(Point localization data)
================
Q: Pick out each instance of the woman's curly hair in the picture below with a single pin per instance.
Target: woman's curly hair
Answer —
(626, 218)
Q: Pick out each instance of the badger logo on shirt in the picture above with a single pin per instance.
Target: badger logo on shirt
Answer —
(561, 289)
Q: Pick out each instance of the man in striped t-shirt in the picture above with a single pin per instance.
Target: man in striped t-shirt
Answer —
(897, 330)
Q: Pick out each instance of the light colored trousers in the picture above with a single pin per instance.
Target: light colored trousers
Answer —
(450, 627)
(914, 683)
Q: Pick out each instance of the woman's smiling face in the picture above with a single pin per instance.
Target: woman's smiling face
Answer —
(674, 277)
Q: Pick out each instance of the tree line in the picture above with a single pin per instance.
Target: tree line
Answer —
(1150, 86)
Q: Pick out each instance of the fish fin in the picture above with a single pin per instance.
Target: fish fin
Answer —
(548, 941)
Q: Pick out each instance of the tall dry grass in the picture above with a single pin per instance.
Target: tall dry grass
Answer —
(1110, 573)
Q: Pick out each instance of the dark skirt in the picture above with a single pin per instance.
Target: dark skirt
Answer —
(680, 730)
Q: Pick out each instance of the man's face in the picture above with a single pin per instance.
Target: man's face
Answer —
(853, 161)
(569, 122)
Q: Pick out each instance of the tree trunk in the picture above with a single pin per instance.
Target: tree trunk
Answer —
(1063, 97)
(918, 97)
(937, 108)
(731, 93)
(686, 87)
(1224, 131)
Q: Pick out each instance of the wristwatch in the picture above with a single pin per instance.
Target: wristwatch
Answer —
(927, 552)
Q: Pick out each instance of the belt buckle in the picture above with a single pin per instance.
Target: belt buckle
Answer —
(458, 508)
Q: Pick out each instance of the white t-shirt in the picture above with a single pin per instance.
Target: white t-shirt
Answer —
================
What is needed:
Print all of the lines above so that each one matches its original exactly.

The completed task:
Q: Pick out each instance of the woman's curly hair in the picture below with a single pin per instance.
Target: woman's curly hair
Answer —
(626, 218)
Q: Pick out each instance of the badger logo on shirt in the picture above with a single pin per instance.
Target: badger logo on shirt
Answer —
(561, 289)
Q: Pick out each instance of the man in striped t-shirt in the picture above with a single pin per instance.
Target: man in striped t-shirt
Answer —
(897, 330)
Q: Pick out each instance of the light colored trousers in the picture above with a single pin per instance.
Target: light colored trousers
Answer —
(450, 627)
(914, 683)
Q: Pick out each instance of the woman's smiling face in the picture above with a single pin per instance.
Target: woman's smiling face
Answer —
(674, 277)
Q: Pick out each instance of the tree line in the picture above with a single pin per instance.
Target: tree line
Answer —
(1150, 86)
Q: Pick out each instance of the fish fin in the picture above with a single pin per instance.
Target: fish fin
Answer —
(548, 941)
Q: Pick out each instance of the tall dry grass in the picture above with a single pin per instance.
Target: tall dry grass
Answer —
(1110, 573)
Q: Pick out each instance of the dark skirt in the picture above with a single pin per instance.
Target: dark skirt
Answer —
(680, 730)
Q: Pick out each instance of the man's face in the picture above with a single pin per instance.
Target: man's face
Answer —
(853, 161)
(569, 122)
Q: Pick out each instance of the tree trunk in the picture above with a single pin per instance.
Target: tree trunk
Answer —
(1063, 97)
(918, 97)
(937, 108)
(731, 93)
(686, 87)
(1224, 131)
Q: Pick out each instance of the wristwatch in the picture above with a single pin per instance.
Target: wristwatch
Answer —
(927, 552)
Q: Pick out each instance of the belt buckle in the picture above with a single pin per instance.
Target: belt buckle
Answer —
(458, 508)
Q: Pick out each instance of the white t-shirt in the picture above with a single pin per instance.
Target: white t-shirt
Answer —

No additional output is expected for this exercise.